** BEGIN DATA SHOWN **
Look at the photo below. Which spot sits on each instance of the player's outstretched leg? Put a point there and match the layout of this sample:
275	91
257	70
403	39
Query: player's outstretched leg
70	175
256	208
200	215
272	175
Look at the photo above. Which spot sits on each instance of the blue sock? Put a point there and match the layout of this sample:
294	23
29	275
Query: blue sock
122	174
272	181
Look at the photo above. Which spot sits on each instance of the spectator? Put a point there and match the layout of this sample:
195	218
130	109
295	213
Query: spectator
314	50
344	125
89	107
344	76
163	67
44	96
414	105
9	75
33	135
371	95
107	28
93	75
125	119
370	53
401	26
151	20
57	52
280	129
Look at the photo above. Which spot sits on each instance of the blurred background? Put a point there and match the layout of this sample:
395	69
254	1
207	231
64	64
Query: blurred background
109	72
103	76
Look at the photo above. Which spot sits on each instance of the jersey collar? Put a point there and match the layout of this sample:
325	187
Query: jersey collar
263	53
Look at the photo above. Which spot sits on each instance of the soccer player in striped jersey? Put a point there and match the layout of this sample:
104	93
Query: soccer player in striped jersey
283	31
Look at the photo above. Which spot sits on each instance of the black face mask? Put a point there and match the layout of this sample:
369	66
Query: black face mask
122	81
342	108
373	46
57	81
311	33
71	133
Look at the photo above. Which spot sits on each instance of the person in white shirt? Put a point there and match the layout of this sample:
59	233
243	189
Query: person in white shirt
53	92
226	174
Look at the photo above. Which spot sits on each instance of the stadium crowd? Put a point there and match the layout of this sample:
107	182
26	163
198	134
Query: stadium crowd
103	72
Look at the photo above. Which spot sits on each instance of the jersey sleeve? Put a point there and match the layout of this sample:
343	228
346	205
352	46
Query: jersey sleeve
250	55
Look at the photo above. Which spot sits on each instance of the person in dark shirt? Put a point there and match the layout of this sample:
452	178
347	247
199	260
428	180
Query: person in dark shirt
** END DATA SHOWN **
-- EXERCISE REQUIREMENTS --
Copy all of the material above word for word, keeping every line and its order unchanged.

-- EXERCISE RESULT --
Look at the photo below. Which spot sits on each instance of the player's outstretched leg? Put a point there and match the layout of this sample:
275	91
257	70
403	39
Query: player's outstretched leg
70	175
256	208
200	215
272	175
Look at the photo above. Which spot sits on each instance of the blue sock? Put a point there and match the layout of this sample:
294	23
29	275
Query: blue sock
122	174
272	181
Look at the photo above. Which spot sits on each instance of the spectator? Put a point there and match the layout of this sample:
195	218
130	109
295	213
Query: spectator
314	50
344	125
89	107
344	76
163	67
44	96
414	105
9	75
33	135
371	95
107	28
93	75
125	119
370	53
401	26
151	20
57	52
280	129
Look at the photo above. Which spot sits on each instance of the blurred background? Put a point there and match the layout of this sample:
395	69
254	1
207	231
64	64
Query: blurred background
109	72
103	76
Look at the photo above. Which spot sits on each instance of the jersey collar? Put a point there and match the layout of this sample:
325	187
Query: jersey collar
263	53
Look at the photo above. Which spot sits on each instance of the soccer player in striped jersey? Put a point there and match the layout of this sample:
104	93
Query: soccer player in striped jersey
283	31
Look at the photo above. Which spot sits on each instance of the black face mask? Put a point there and match the layout of this sample:
369	66
Query: black face mask
122	81
342	108
373	46
57	81
311	33
71	133
Look at the photo above. Which spot sits on each instance of the person in white shirt? Put a point there and match the layout of this sample:
59	233
243	189
Query: person in white shirt
53	92
226	174
Look at the photo above. Which spot sits on each instance of the stadium crowd? Put a point there and match the layout of this sample:
107	182
26	163
198	134
Query: stadium crowd
103	72
Look at the photo above. Which spot sits on each instance of the jersey sleeve? Put a point there and match the layout of this sample:
343	228
346	205
352	46
Query: jersey sleeve
250	55
Look at the photo above. Which spot sits on each instance of the person in dark shirt? Put a point there and match the layout of this sample:
452	178
347	247
199	260
428	180
Query: person in dark shirt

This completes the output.